**EXERCISE OBJECTIVE**
Set each line of the material below down word for word, from the first through the line that holds "tag the metal chain", but not the pictures.

SUPPLIED DATA: Begin

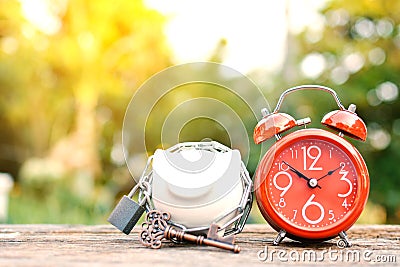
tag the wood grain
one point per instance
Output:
(103, 245)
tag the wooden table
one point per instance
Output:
(103, 245)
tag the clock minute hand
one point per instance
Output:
(303, 176)
(329, 173)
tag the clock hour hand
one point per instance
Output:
(312, 182)
(329, 173)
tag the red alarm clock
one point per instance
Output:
(312, 184)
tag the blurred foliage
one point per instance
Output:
(355, 49)
(66, 82)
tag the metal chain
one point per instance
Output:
(240, 212)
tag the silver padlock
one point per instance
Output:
(127, 212)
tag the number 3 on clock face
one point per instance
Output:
(312, 184)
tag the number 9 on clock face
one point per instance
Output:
(312, 184)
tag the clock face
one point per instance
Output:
(313, 184)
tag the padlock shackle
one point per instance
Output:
(308, 87)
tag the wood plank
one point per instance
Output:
(103, 245)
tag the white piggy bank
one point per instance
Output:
(197, 187)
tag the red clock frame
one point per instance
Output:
(312, 234)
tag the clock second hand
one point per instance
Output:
(329, 173)
(311, 182)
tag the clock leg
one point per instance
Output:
(281, 235)
(344, 241)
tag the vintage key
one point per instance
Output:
(127, 213)
(156, 228)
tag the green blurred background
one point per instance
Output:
(67, 75)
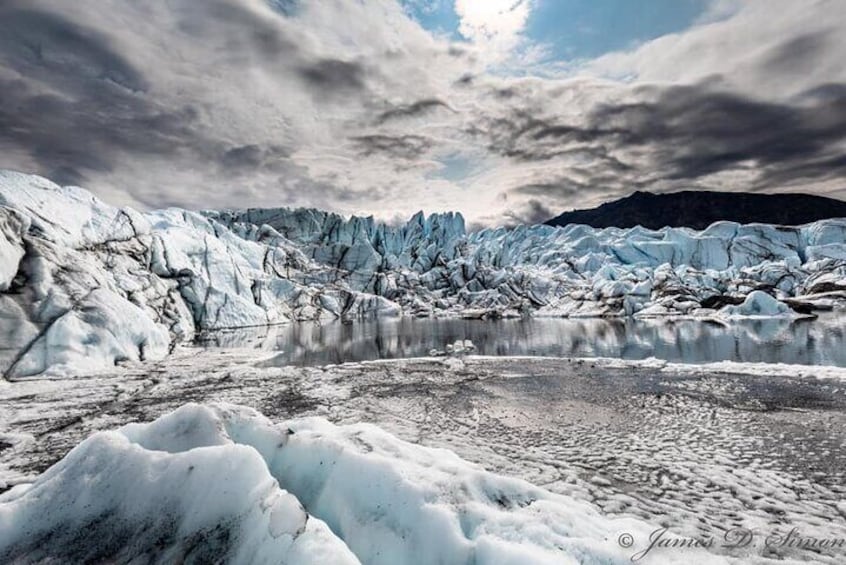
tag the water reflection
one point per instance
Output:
(821, 341)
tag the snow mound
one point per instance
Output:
(758, 304)
(113, 499)
(223, 482)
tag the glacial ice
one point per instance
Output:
(222, 482)
(76, 272)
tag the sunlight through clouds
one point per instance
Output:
(493, 24)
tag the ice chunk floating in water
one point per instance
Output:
(222, 482)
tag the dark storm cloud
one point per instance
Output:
(687, 133)
(408, 147)
(798, 53)
(411, 110)
(42, 45)
(75, 105)
(532, 212)
(333, 75)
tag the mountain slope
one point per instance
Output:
(700, 209)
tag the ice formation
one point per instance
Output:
(223, 483)
(86, 285)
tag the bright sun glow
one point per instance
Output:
(492, 20)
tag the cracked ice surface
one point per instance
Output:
(699, 449)
(74, 270)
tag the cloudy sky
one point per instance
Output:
(506, 110)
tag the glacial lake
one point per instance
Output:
(807, 342)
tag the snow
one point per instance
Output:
(79, 262)
(113, 498)
(758, 304)
(221, 481)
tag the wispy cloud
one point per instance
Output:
(353, 106)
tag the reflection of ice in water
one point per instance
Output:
(821, 341)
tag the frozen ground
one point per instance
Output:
(700, 450)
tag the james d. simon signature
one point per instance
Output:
(736, 538)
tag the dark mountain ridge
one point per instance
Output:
(699, 209)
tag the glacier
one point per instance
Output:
(85, 285)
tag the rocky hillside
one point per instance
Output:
(699, 209)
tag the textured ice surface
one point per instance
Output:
(702, 449)
(203, 483)
(75, 270)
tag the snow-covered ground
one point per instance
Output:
(86, 285)
(608, 448)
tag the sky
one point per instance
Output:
(509, 111)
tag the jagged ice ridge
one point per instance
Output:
(85, 285)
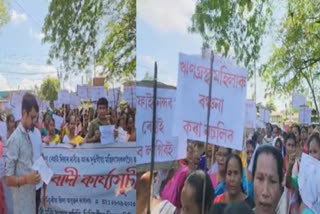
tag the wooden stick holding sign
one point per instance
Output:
(207, 137)
(154, 113)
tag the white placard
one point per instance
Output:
(64, 97)
(264, 115)
(251, 114)
(129, 95)
(3, 129)
(227, 102)
(45, 172)
(82, 92)
(75, 101)
(58, 121)
(308, 180)
(114, 97)
(97, 92)
(305, 115)
(166, 146)
(298, 100)
(107, 134)
(122, 135)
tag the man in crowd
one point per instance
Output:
(18, 172)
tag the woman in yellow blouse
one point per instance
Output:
(69, 136)
(51, 136)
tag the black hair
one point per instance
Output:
(314, 137)
(102, 101)
(239, 207)
(305, 128)
(296, 126)
(252, 143)
(270, 126)
(267, 149)
(196, 179)
(217, 208)
(228, 149)
(10, 116)
(238, 159)
(28, 102)
(290, 135)
(278, 140)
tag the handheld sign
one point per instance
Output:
(107, 135)
(58, 121)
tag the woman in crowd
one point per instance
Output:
(11, 126)
(267, 179)
(313, 147)
(71, 137)
(218, 177)
(234, 178)
(131, 129)
(45, 121)
(51, 137)
(304, 138)
(268, 138)
(192, 193)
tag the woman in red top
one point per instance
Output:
(234, 191)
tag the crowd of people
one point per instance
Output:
(262, 179)
(24, 140)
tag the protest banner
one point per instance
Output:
(227, 102)
(82, 92)
(97, 92)
(129, 95)
(58, 121)
(166, 146)
(298, 100)
(75, 101)
(114, 97)
(264, 115)
(3, 129)
(64, 97)
(308, 180)
(107, 134)
(93, 178)
(305, 115)
(251, 114)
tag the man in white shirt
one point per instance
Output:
(35, 137)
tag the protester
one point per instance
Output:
(51, 136)
(192, 193)
(35, 137)
(267, 179)
(11, 126)
(157, 205)
(71, 138)
(19, 174)
(234, 187)
(268, 138)
(218, 177)
(304, 138)
(93, 135)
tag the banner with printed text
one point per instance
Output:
(91, 179)
(166, 145)
(227, 102)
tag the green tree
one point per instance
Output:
(86, 33)
(233, 27)
(4, 16)
(49, 89)
(271, 105)
(294, 63)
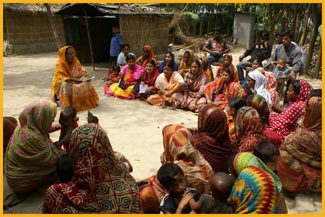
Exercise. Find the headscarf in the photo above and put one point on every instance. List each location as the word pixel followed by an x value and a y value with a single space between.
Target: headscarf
pixel 300 164
pixel 101 183
pixel 248 128
pixel 178 149
pixel 185 65
pixel 260 81
pixel 31 156
pixel 64 71
pixel 212 138
pixel 257 188
pixel 143 62
pixel 259 103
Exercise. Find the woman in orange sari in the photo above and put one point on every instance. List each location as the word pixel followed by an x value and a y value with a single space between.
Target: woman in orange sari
pixel 222 89
pixel 71 84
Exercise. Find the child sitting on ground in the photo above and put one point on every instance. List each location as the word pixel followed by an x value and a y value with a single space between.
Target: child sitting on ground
pixel 68 121
pixel 176 201
pixel 220 185
pixel 268 153
pixel 281 74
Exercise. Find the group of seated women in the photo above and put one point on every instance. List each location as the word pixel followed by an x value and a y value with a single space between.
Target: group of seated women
pixel 101 182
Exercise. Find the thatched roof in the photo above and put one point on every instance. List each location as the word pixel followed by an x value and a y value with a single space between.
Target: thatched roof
pixel 31 8
pixel 109 9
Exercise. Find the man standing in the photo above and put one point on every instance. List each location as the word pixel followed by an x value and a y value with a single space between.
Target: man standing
pixel 216 47
pixel 260 51
pixel 116 43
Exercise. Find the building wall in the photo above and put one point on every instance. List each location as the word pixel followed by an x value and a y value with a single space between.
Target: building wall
pixel 139 30
pixel 29 32
pixel 244 29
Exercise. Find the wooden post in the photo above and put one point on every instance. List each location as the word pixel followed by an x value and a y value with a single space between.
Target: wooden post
pixel 89 40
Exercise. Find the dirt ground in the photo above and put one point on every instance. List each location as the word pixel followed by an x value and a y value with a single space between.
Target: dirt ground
pixel 133 127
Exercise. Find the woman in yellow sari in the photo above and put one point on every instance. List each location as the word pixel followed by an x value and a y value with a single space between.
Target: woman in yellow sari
pixel 71 84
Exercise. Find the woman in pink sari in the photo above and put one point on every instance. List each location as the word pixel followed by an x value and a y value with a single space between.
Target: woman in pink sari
pixel 131 74
pixel 195 81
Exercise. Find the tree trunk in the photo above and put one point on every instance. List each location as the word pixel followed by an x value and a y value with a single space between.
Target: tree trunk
pixel 316 21
pixel 304 34
pixel 53 26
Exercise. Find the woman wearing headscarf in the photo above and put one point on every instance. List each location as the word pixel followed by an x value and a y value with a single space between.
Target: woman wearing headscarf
pixel 31 156
pixel 101 183
pixel 300 164
pixel 147 55
pixel 169 57
pixel 222 89
pixel 128 86
pixel 256 81
pixel 185 64
pixel 71 85
pixel 248 129
pixel 257 189
pixel 259 103
pixel 280 125
pixel 178 148
pixel 211 137
pixel 195 81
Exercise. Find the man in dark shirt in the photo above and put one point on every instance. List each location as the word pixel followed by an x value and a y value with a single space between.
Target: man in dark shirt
pixel 260 51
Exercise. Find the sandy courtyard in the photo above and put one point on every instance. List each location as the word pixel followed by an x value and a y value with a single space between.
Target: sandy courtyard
pixel 133 127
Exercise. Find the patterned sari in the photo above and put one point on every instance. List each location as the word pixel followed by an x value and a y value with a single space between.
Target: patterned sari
pixel 212 138
pixel 178 149
pixel 257 190
pixel 128 75
pixel 248 129
pixel 300 165
pixel 82 96
pixel 101 183
pixel 31 156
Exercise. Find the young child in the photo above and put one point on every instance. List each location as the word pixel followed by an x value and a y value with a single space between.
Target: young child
pixel 268 153
pixel 64 168
pixel 220 185
pixel 68 121
pixel 176 201
pixel 281 74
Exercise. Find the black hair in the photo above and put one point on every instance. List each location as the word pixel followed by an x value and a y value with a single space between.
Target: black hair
pixel 167 172
pixel 68 111
pixel 265 151
pixel 296 86
pixel 288 33
pixel 231 167
pixel 236 102
pixel 129 57
pixel 217 29
pixel 169 64
pixel 64 168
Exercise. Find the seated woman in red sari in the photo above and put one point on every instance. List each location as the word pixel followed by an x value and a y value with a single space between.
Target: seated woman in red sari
pixel 248 129
pixel 179 149
pixel 195 81
pixel 171 88
pixel 222 89
pixel 300 164
pixel 147 55
pixel 131 75
pixel 284 122
pixel 71 84
pixel 150 75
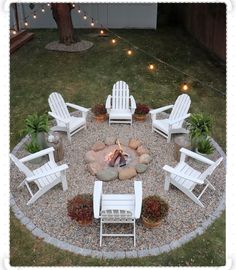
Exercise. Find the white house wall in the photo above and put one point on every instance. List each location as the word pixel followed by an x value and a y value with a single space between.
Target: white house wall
pixel 120 15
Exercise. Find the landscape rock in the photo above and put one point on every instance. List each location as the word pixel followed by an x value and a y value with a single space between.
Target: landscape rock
pixel 142 150
pixel 98 146
pixel 107 174
pixel 123 141
pixel 134 143
pixel 94 168
pixel 90 156
pixel 145 159
pixel 127 173
pixel 141 168
pixel 110 141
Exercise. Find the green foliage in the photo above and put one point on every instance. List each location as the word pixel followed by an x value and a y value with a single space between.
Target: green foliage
pixel 205 146
pixel 35 124
pixel 200 125
pixel 33 146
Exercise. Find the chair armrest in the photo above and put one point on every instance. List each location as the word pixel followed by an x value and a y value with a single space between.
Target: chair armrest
pixel 196 156
pixel 132 103
pixel 38 154
pixel 108 103
pixel 77 107
pixel 162 109
pixel 66 121
pixel 182 175
pixel 179 119
pixel 52 171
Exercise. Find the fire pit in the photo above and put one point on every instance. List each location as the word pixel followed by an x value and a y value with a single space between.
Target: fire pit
pixel 111 159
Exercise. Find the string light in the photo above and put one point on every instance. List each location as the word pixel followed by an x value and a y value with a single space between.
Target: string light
pixel 151 66
pixel 129 52
pixel 26 23
pixel 185 87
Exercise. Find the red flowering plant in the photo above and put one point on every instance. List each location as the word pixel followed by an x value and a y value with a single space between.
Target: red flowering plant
pixel 154 208
pixel 80 208
pixel 142 109
pixel 99 109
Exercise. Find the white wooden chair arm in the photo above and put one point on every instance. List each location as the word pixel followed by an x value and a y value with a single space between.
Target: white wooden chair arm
pixel 162 109
pixel 77 107
pixel 38 154
pixel 132 103
pixel 173 171
pixel 66 121
pixel 138 198
pixel 196 156
pixel 52 171
pixel 172 122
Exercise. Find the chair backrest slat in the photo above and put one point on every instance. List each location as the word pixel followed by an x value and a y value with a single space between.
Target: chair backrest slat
pixel 181 107
pixel 58 105
pixel 120 96
pixel 21 166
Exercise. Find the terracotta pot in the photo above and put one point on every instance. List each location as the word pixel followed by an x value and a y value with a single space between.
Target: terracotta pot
pixel 101 117
pixel 149 224
pixel 140 117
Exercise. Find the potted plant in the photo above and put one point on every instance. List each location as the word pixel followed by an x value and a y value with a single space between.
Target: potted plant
pixel 80 209
pixel 154 209
pixel 36 126
pixel 204 147
pixel 200 127
pixel 100 112
pixel 141 112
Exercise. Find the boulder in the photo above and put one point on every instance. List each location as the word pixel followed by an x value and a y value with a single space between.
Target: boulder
pixel 98 146
pixel 141 168
pixel 127 173
pixel 107 174
pixel 110 141
pixel 90 156
pixel 145 159
pixel 123 141
pixel 134 143
pixel 94 168
pixel 142 150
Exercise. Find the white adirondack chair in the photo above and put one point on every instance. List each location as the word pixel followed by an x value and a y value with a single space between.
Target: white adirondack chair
pixel 185 178
pixel 173 124
pixel 45 177
pixel 120 106
pixel 117 208
pixel 66 122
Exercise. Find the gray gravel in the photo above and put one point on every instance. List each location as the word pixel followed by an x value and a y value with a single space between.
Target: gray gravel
pixel 50 215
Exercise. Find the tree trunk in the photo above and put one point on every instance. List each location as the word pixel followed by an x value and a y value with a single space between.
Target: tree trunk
pixel 62 16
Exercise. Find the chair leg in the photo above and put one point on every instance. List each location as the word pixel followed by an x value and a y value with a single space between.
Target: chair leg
pixel 100 233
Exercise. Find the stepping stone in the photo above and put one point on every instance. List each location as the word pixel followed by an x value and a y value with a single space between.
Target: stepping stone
pixel 127 173
pixel 141 168
pixel 134 144
pixel 110 141
pixel 145 159
pixel 98 146
pixel 107 174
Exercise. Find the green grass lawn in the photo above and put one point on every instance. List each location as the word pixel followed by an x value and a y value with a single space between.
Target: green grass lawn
pixel 86 79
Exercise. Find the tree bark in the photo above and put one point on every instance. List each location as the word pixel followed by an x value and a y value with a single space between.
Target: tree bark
pixel 62 16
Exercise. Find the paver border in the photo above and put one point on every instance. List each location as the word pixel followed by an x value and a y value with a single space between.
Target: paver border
pixel 117 254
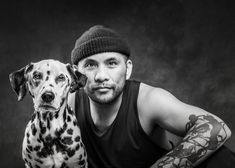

SUPPLIED DATA: End

**ANSWER TO THIS EXERCISE**
tag the wood grain
one point per instance
Output:
(103, 245)
tag the wooden table
one point per instance
Output:
(103, 245)
tag the clock minute hand
one point per instance
Output:
(303, 176)
(329, 173)
tag the clock hour hand
one point per instance
Output:
(312, 182)
(329, 173)
tag the red alarm clock
one point per instance
Output:
(312, 184)
tag the blurred foliage
one point per instance
Output:
(355, 49)
(66, 82)
tag the metal chain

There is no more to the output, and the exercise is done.